= Problem requirements =
Here is a listing. Repeat it exactly and in its entirety.

= Data to examine =

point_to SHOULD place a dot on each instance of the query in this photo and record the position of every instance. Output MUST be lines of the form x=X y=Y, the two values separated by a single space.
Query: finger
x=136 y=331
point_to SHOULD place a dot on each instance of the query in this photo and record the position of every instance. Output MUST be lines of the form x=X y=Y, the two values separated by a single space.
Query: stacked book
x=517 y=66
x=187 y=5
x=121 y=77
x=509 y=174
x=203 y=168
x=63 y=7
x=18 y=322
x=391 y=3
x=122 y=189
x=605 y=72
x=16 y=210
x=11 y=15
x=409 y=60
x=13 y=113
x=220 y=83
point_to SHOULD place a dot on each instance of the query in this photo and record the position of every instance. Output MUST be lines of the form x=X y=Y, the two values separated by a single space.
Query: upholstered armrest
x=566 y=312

= Output for this task =
point_to SHOULD place a dot on each instance of the query in this photo and record the position of every instance. Output MUST be lines of the form x=X y=Y, the two values separated by a single space.
Query: finger
x=136 y=331
point_to SHOULD place a dot on each instance of the query in this photo and record the position of every instance. Output MUST be lines of the form x=X y=Y, the two values separated by a single space.
Query: stacked book
x=517 y=66
x=187 y=5
x=121 y=77
x=509 y=174
x=203 y=168
x=63 y=7
x=18 y=322
x=391 y=3
x=122 y=189
x=605 y=72
x=16 y=210
x=11 y=15
x=409 y=60
x=13 y=113
x=220 y=83
point_to SHOULD place a dot on each instance of the query in this photo and record the position of every instance. Output MUST be lines of the form x=X y=Y, the two values separated by a single space.
Query: upholstered armrest
x=566 y=312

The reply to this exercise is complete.